Text section:
[Start of Attachment]
Man flu could be real, after all. It seems that viruses may actually be evolving to infect men more severely than they infect women. A new study, published in Nature Communications, suggests that there is an evolutionary pressure on the organisms to cause weaker symptoms in women, as it makes them more likely to be spread.
The theory goes that it is advantageous for a virus to infect, but not necessarily harm, a woman because she has a greater chance of passing the virus on, from mother to child. For men, however, that pressure is not generally there as there are fewer opportunities for the virus to be passed on, so the virus can go all out on the male host, and as a result cause greater harm.
“Viruses may be evolving to be less dangerous to women, looking to preserve the female population” explained Royal Holloway’s Dr Francisco Úbeda. “The reason why these illnesses are less virulent in women is that the virus wants to be passed from mother to child, either through breastfeeding, or just through giving birth.”
It has long been observed that men tend to suffer worse infections from diseases than women. For example, men infected with the human papillomavirus are a shocking five times more likely than women to develop cancer as a result. This has usually been explained away by the subtle differences in the immune systems between the two sexes, but it seems that there could be more going on.
To examine whether or not there would be an evolutionary pressure for a virus to do less harm to women than men, the researchers used mathematical modeling. They found that there was indeed selective pressure for this to occur, and for the organisms to produce a lower mortality rate in women if the virus can be passed from mother to child.
“Survival of the fittest is relevant to all organisms, not just animals and humans,” continued Dr Úbeda. “It's entirely probable that this sex-specific virulent behavior is happening to many other pathogens causing diseases. It's an excellent example of what evolutionary analysis can do for medicine.”
Fascinatingly, this push for viruses that are spread between mother and child could be what is driving the observed differences in the lethality of Human T-cell Lymphotropic Virus Type 1 (HTLV-1) in different parts of the world. In Japan, for example, HTLV-1 is up to 3.5 times more likely to progress to become the lethal Adult T-cell Leukaemia (ATL) in men than women, whereas, in the Caribbean, the likelihood of the virus progressing to ATL is equal between men and women. This could be down to the fact that in Japan, women breastfeed their children for a much longer period of time than they do in the Caribbean.
This latest research could have profound influences for how doctors treat illness and disease in the future, tailoring the response to the sex and location.
[End of Attachment]
Tasks:
a – According to the man flu article, how much more likely than women are men infected with the human papillomavirus to develop cancer?
b – Copy the man flu article word for word from "Man flu could" to "cause greater harm.".
The items after the man flu article aren't needed for anything here.

Data supplied:
[Start of Attachment]
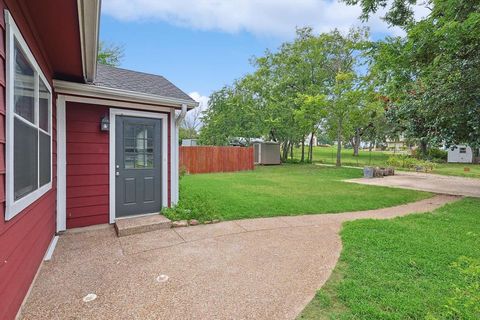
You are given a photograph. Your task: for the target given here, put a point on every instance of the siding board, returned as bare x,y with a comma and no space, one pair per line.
87,165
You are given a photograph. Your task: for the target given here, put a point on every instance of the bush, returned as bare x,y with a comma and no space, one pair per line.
194,207
411,163
433,154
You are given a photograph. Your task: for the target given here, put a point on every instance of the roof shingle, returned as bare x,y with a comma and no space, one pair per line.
117,78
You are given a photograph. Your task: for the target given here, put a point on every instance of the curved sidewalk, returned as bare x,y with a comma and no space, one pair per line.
267,268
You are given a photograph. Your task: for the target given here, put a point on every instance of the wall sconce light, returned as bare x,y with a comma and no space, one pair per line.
105,124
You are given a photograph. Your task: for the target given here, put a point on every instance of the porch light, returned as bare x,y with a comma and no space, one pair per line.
105,124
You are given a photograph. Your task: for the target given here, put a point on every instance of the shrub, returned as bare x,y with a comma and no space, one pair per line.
191,207
411,163
433,154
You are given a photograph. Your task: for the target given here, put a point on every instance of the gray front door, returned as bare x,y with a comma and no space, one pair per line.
137,165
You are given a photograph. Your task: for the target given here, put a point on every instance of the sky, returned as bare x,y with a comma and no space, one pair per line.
202,45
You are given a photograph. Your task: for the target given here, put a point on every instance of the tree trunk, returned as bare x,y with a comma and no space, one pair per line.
303,149
339,143
356,142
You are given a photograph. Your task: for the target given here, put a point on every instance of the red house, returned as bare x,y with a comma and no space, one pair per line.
82,143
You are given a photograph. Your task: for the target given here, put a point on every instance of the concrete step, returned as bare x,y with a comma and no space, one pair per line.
134,225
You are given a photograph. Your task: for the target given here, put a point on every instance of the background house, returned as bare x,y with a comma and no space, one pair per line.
460,154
[End of Attachment]
Task results:
a – Five times more likely.

b –
Man flu could be real, after all. It seems that viruses may actually be evolving to infect men more severely than they infect women. A new study, published in Nature Communications, suggests that there is an evolutionary pressure on the organisms to cause weaker symptoms in women, as it makes them more likely to be spread.
The theory goes that it is advantageous for a virus to infect, but not necessarily harm, a woman because she has a greater chance of passing the virus on, from mother to child. For men, however, that pressure is not generally there as there are fewer opportunities for the virus to be passed on, so the virus can go all out on the male host, and as a result cause greater harm.